文章原文:
──────────
域外案例
金手铲:八十年代考古学的寓言
[美]肯特·V·弗兰纳里著,贾汉清译,何驽校
我陶醉在科学研究的海洋里,没有时间去考虑它的哲学内涵。
——阿尔诺·彭泽尔斯(Arno Penzias)
1978年诺贝尔奖金获得者
这是一个有关考古学的目标和回报的小故事,任何人都不得对其中的任何事件加以深究。说实在话,这只是我从圣地亚哥飞往底特律的途中发生的一个真实的故事。对于你们这些坐飞机旅行的常客而言也许不足为奇,但是这次特殊的旅行却是我难以忘怀的。首先是因为这是我第一次乘坐波音747航班,其次是因为在飞机上我见到了我这一生中从未碰到过的最难忘的人。
那是我在参加了1981年5月的美国考古学学会会议后,乘坐飞机返回我在安娜堡的家的途中。我提前一天离开圣地亚哥是因为难以忍受的身体不适。我尤其不喜欢看电影,因此,当飞机一升入空中,系好安全带的指示灯熄灭时,我就迫不及待地来到休息舱。那里只有两个人,都是考古学家,我们在开会时认识的。因此我没有办法,只好坐下来与他们一起喝点啤酒。
我想开始介绍一下这两个旅伴的情况,但是你们得理解,我不能说出他们的真实姓名。何况,他们的真实身份并不重要,因为他们都把自己当成是一大群人的代言人。
──────────
数据摘录:

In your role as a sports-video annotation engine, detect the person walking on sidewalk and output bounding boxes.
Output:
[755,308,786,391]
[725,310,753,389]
──────────
任务要求:
**1)** 请列出《金手铲》一文中给出姓名的所有人物。
**2)** 根据《金手铲》一文,作者坐飞机回家之前参加的是哪一次会议?
**3)** 从《金手铲》一文的最后一句之后接着写下去。

练习答案:
**1)** 肯特·V·弗兰纳里、贾汉清、何驽、阿尔诺·彭泽尔斯

**2)** 1981年5月的美国考古学学会会议。

**3)**
第一个老兄,我猜测,六十年代末研究生毕业,现在美国西部某大学重点学科任教。起初他也是一个传统的考古学家,对普韦布洛遗址和西南部的史前史感兴趣,与我们中的其他人一样参加过无数次的发掘和调查。但与我们中的其他人不同的是,他发现这些发掘和调查就其自身而言并不是目的,而是达到目的的手段,而这种手段实在是太乏味了。在酷热难耐的河谷地带那些尘土飞扬的探方里挖掘数载之后,他发现自己与当初相比不仅没有更靠近顶端的希望,反而经常犯一些令人扼腕的错误。在五十次发掘中,他布下的5英尺见方的探方从来就没有接近过4英尺10英寸×5英尺3英寸,而他漏掉的地层比世界贸易中心的电梯错过的楼层还要多。然而就在那时,当一切似乎最灰暗渺茫的时候,他发现了科学的哲理,因而获得了新生。
他恍然大悟到,如果只是对别人的观点发表一些商榷性的看法,世人就会踏破他的门槛。他又意识到,只要他的研究方案是完美无缺的,他就永远也用不着去做什么研究;只是把方案公布出去,就会被人奉为准绳。而那些实际参与调查和发掘的家伙们的粗笨的手指就永远也休想够得着奖掖的机会。不再有灰尘,不再有酷热,不再与5英尺见方的探方打交道。现在他只呆在办公室里,提出假设、规则和模式,把那些像流水一样多的研究生派出去验证他的理论;而他自己就再也用不着做任何田野工作了。
这样也不错,正如以前教过他的一位教授所说的那样:“那个可怜的书呆子掉进安乐窝里爬不出来了。”
毫不夸张地说,这个新生哲学家(Born-Again Philosopher)大体上是六十年代的产物,从他发迹的地方冒出了很多像他这样的人。让我们先不要过分地苛责他,转过头来看一看休息舱里的另一位老兄。这个年轻人的学位不是得自1968年,而是得自1978年。后面我将把他简单地称作七十年代的骄子[1](the Child of the Seventies)。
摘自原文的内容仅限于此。